→ **Exercise goal**
Find all the lines in the entries below that hold the word "glove" and copy them.

+++ Excerpted records +++

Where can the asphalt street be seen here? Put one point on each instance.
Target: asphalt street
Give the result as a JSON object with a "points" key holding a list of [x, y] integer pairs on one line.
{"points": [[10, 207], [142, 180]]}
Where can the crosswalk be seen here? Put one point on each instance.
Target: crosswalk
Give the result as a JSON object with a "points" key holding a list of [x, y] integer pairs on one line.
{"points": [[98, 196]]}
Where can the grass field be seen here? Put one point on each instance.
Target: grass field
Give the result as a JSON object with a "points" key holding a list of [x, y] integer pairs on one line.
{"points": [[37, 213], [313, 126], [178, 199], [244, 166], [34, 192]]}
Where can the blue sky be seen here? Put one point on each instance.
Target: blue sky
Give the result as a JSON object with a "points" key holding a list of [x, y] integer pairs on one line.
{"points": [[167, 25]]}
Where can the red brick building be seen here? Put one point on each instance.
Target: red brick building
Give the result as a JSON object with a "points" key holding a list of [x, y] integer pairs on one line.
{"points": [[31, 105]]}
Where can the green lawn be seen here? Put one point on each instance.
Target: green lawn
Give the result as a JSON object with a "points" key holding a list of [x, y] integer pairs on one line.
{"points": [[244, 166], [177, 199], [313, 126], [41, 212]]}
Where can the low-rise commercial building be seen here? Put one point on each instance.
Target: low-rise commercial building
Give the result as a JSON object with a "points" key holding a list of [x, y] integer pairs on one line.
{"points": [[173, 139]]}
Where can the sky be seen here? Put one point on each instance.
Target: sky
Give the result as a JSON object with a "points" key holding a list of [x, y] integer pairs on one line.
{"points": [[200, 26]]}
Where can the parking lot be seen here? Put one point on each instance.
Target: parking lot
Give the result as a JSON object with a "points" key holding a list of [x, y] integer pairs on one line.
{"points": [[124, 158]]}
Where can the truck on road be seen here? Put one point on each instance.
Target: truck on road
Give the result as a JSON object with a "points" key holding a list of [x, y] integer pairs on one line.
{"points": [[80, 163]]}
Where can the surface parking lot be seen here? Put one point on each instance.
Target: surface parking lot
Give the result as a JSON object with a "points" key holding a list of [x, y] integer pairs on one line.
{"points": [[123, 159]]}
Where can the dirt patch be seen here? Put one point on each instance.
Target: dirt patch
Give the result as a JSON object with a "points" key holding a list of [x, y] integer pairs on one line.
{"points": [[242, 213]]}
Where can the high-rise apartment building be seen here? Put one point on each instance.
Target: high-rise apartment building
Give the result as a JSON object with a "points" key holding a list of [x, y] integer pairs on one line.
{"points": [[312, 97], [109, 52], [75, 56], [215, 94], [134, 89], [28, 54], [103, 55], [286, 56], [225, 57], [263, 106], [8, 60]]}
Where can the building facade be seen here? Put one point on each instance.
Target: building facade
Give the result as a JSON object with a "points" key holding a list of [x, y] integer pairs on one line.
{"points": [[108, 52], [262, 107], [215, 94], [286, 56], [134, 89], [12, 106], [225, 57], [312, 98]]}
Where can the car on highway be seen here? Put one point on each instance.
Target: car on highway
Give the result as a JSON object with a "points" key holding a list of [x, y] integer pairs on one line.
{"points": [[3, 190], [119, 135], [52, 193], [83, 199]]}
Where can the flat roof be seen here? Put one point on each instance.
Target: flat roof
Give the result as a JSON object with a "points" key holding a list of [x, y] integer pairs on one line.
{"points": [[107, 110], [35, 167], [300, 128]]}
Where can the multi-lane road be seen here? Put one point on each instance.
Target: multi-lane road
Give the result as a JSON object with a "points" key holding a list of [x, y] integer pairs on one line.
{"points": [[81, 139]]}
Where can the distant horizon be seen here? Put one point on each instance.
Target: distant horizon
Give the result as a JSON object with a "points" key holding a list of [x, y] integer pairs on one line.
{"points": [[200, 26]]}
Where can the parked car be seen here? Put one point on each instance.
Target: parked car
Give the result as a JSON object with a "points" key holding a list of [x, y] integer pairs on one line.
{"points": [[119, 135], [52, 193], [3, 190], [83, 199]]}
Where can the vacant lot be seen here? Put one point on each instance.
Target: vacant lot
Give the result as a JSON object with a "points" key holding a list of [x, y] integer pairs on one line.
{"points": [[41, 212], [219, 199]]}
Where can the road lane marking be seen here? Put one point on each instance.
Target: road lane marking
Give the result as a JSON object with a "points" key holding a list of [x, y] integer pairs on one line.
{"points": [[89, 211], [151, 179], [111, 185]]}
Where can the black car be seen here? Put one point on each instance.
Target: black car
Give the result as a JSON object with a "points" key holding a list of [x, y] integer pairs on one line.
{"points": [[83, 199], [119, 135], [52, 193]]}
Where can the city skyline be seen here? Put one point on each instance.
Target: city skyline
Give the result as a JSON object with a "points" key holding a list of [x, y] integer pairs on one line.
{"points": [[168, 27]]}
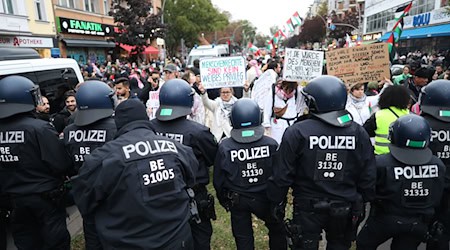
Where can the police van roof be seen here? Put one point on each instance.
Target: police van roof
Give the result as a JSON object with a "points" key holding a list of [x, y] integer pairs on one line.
{"points": [[18, 53]]}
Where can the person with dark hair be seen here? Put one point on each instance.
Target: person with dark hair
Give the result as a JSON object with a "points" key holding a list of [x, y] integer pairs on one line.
{"points": [[62, 118], [394, 103], [414, 84]]}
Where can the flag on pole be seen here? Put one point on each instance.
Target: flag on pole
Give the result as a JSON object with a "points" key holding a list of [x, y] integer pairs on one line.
{"points": [[397, 29], [253, 48], [290, 26], [282, 33], [296, 19], [399, 14]]}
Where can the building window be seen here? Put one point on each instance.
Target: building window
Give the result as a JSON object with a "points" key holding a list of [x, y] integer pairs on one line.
{"points": [[68, 3], [89, 5], [7, 6], [40, 10], [106, 6]]}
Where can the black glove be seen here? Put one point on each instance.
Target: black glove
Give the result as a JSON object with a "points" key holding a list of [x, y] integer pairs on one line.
{"points": [[278, 210]]}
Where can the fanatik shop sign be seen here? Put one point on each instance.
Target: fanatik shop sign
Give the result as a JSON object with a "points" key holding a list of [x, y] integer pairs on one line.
{"points": [[26, 42], [73, 26]]}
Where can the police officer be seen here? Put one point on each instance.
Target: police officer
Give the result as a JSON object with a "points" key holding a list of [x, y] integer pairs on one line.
{"points": [[242, 166], [410, 181], [176, 100], [328, 161], [435, 106], [136, 186], [92, 128], [33, 163]]}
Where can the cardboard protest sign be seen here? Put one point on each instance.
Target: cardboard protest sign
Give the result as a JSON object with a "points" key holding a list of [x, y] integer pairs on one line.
{"points": [[302, 65], [263, 87], [222, 72], [365, 63]]}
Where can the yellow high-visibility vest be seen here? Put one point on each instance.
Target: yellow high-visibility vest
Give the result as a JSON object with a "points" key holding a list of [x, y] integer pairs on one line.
{"points": [[384, 118]]}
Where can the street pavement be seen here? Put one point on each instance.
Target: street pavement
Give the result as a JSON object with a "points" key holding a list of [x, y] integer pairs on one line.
{"points": [[74, 225]]}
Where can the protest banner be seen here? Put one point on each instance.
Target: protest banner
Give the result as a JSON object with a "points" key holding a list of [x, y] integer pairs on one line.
{"points": [[152, 104], [359, 64], [302, 65], [222, 72], [263, 87]]}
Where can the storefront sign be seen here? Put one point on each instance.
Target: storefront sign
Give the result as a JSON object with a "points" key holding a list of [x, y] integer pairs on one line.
{"points": [[429, 18], [73, 26], [26, 42]]}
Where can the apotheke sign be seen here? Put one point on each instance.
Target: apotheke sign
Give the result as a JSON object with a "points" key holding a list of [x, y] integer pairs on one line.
{"points": [[73, 26], [26, 42]]}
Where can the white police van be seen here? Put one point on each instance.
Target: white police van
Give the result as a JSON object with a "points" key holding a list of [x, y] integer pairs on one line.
{"points": [[53, 75]]}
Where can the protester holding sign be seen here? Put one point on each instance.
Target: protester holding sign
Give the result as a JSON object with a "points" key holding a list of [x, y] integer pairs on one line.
{"points": [[282, 108], [221, 109]]}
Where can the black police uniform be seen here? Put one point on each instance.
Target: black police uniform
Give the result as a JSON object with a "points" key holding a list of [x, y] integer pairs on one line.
{"points": [[204, 145], [136, 186], [405, 201], [440, 146], [329, 169], [240, 174], [33, 163], [83, 140], [80, 142]]}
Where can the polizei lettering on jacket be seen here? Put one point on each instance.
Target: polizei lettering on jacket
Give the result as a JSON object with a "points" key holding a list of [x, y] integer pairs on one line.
{"points": [[332, 142], [416, 172], [12, 137], [145, 148], [246, 154], [441, 135], [87, 135], [176, 137]]}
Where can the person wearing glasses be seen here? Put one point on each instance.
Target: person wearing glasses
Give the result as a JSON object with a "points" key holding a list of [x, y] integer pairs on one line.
{"points": [[221, 109]]}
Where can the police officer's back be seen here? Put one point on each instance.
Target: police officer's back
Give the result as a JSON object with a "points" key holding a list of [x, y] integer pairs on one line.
{"points": [[435, 106], [410, 181], [93, 127], [176, 100], [33, 163], [242, 166], [329, 163], [136, 186]]}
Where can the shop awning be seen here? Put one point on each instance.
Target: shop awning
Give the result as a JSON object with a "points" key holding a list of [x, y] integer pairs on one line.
{"points": [[89, 43], [148, 50], [432, 31]]}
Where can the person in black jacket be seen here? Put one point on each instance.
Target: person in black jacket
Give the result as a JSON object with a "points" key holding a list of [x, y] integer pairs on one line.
{"points": [[93, 127], [176, 100], [435, 107], [137, 186], [33, 163], [328, 161], [242, 166], [410, 181]]}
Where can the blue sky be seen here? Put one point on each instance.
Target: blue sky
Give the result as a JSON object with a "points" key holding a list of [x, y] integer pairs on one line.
{"points": [[264, 14]]}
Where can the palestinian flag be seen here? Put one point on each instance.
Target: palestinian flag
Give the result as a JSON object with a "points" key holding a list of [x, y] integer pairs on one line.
{"points": [[290, 26], [397, 29], [281, 33], [269, 45], [253, 48], [276, 37], [296, 19], [399, 14]]}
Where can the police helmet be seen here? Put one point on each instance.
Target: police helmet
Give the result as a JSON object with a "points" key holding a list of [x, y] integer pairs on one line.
{"points": [[435, 100], [410, 136], [326, 97], [94, 102], [18, 94], [246, 120], [176, 99]]}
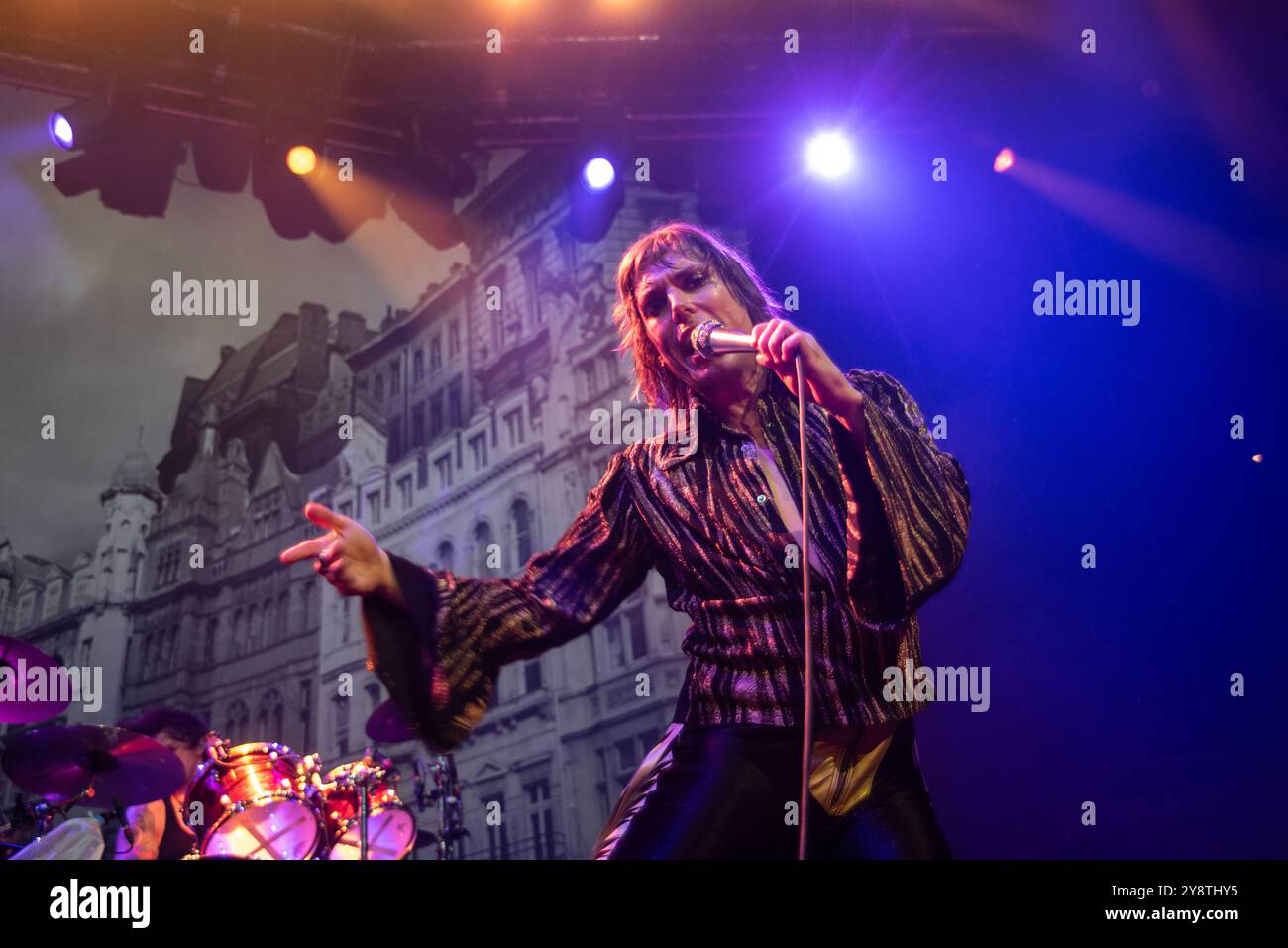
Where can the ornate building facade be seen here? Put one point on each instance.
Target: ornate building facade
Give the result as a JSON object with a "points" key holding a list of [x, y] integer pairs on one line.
{"points": [[460, 434], [478, 455]]}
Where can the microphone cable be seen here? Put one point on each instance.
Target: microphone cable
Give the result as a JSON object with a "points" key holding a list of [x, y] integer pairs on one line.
{"points": [[806, 750]]}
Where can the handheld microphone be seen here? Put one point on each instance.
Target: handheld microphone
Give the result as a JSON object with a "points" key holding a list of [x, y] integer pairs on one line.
{"points": [[712, 339]]}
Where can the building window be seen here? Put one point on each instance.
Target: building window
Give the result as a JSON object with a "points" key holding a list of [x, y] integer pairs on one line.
{"points": [[522, 518], [532, 675], [305, 712], [436, 414], [478, 450], [482, 541], [443, 466], [541, 819], [454, 403], [632, 631], [394, 440], [497, 839], [25, 607], [417, 425], [340, 719], [514, 425]]}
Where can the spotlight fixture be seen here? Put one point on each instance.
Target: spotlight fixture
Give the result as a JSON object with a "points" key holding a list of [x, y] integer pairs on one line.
{"points": [[828, 155], [597, 174], [301, 159], [91, 123]]}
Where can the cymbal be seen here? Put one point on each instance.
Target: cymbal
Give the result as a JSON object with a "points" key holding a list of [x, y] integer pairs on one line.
{"points": [[102, 766], [20, 657], [387, 727]]}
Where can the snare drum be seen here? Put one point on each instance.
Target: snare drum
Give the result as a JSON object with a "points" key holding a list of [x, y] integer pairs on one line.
{"points": [[258, 802], [390, 827]]}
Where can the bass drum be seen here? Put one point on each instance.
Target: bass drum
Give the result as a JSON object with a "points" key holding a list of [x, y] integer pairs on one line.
{"points": [[257, 802], [390, 827]]}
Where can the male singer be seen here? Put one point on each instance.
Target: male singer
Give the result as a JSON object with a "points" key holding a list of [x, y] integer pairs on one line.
{"points": [[889, 517]]}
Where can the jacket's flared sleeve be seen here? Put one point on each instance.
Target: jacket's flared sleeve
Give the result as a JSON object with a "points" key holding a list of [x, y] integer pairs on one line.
{"points": [[907, 500], [439, 660]]}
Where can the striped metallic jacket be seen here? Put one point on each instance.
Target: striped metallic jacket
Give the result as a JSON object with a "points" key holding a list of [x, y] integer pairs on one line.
{"points": [[888, 526]]}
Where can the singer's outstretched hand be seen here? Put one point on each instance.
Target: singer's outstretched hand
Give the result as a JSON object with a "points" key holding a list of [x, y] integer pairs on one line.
{"points": [[778, 344], [347, 557]]}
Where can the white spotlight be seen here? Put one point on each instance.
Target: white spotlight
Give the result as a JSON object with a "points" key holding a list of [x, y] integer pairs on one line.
{"points": [[828, 155]]}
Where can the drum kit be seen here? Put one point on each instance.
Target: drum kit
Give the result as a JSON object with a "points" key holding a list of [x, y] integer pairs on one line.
{"points": [[257, 800]]}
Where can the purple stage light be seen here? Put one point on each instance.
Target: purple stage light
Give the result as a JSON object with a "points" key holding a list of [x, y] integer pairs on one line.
{"points": [[60, 130], [828, 155], [597, 174]]}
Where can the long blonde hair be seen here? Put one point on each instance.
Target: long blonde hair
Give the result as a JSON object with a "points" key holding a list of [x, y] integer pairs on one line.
{"points": [[653, 381]]}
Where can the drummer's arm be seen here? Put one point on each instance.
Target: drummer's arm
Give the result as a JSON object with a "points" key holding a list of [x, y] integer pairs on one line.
{"points": [[147, 823]]}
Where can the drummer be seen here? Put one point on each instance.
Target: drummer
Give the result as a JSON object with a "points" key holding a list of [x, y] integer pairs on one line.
{"points": [[159, 828]]}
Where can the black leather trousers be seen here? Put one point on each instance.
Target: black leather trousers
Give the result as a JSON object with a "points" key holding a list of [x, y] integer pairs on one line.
{"points": [[722, 792]]}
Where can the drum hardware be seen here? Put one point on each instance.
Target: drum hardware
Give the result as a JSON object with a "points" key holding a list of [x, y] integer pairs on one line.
{"points": [[364, 814], [91, 766], [20, 657]]}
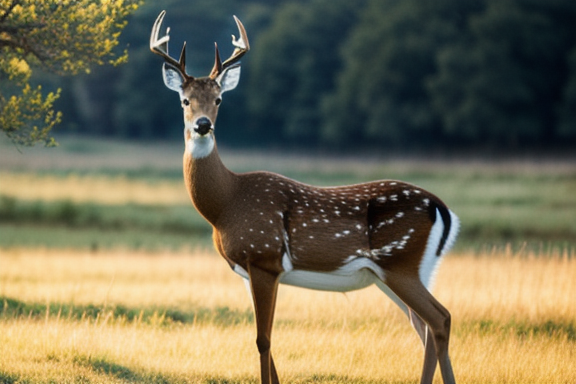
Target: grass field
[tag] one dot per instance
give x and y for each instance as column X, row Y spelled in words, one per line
column 134, row 316
column 106, row 194
column 107, row 274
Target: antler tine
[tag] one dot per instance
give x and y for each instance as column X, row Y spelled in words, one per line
column 160, row 45
column 241, row 47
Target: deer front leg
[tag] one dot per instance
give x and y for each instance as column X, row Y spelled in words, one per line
column 430, row 359
column 411, row 291
column 264, row 286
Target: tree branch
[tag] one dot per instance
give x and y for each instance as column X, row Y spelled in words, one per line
column 9, row 10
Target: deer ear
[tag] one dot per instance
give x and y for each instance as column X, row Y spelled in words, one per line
column 229, row 78
column 173, row 78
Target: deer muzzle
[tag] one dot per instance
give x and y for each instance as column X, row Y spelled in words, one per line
column 203, row 126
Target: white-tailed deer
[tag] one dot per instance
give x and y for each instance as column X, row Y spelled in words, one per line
column 272, row 229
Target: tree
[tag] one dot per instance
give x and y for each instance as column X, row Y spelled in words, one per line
column 389, row 56
column 295, row 66
column 60, row 36
column 502, row 82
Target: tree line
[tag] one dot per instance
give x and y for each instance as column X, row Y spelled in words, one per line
column 339, row 74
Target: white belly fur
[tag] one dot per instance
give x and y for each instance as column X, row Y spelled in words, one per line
column 357, row 274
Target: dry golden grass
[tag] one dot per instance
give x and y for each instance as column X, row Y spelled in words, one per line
column 100, row 189
column 514, row 321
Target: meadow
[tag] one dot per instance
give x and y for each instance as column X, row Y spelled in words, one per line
column 122, row 316
column 107, row 274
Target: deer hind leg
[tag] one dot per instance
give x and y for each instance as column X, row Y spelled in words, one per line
column 418, row 300
column 430, row 358
column 264, row 286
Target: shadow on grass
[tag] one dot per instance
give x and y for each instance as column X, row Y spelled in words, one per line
column 221, row 316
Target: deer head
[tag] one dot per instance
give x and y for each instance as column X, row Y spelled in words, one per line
column 200, row 97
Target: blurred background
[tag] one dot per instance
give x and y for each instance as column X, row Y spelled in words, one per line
column 351, row 75
column 474, row 100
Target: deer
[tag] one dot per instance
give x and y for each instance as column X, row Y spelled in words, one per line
column 273, row 230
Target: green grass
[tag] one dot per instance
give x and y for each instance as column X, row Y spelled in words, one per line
column 526, row 203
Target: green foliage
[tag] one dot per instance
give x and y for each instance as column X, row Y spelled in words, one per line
column 342, row 74
column 64, row 37
column 295, row 67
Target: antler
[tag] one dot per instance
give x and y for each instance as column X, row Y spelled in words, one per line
column 242, row 46
column 160, row 46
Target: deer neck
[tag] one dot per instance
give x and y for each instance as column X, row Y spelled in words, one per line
column 209, row 183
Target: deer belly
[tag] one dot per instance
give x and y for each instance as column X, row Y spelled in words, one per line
column 357, row 274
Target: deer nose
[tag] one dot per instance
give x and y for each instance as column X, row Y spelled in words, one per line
column 203, row 126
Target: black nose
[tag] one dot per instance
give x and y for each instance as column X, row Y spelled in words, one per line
column 203, row 125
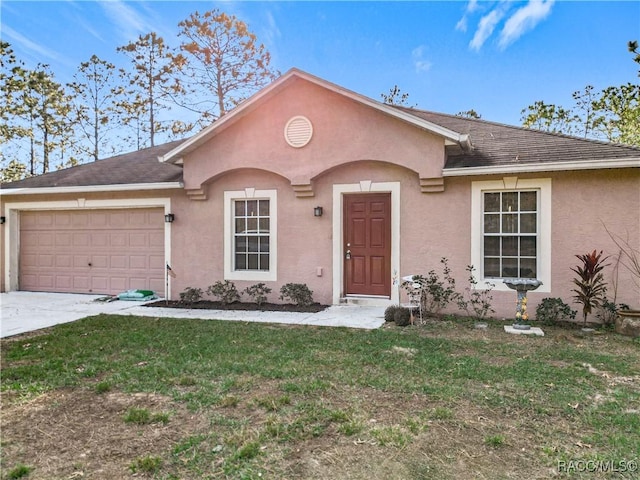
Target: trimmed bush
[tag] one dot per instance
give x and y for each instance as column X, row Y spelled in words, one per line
column 258, row 292
column 225, row 291
column 390, row 313
column 297, row 293
column 191, row 295
column 553, row 310
column 402, row 317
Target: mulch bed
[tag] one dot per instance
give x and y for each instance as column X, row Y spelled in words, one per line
column 265, row 307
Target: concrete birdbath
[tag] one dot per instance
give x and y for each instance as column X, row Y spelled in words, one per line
column 522, row 286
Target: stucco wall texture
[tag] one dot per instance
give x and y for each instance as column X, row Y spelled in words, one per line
column 355, row 143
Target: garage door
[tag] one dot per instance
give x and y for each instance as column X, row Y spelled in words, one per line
column 92, row 251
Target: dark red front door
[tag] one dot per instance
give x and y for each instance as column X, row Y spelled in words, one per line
column 367, row 244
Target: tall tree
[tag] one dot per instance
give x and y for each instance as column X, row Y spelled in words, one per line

+++

→ **Solution below**
Where can the black glove be seen here? Put one point on each instance.
Target: black glove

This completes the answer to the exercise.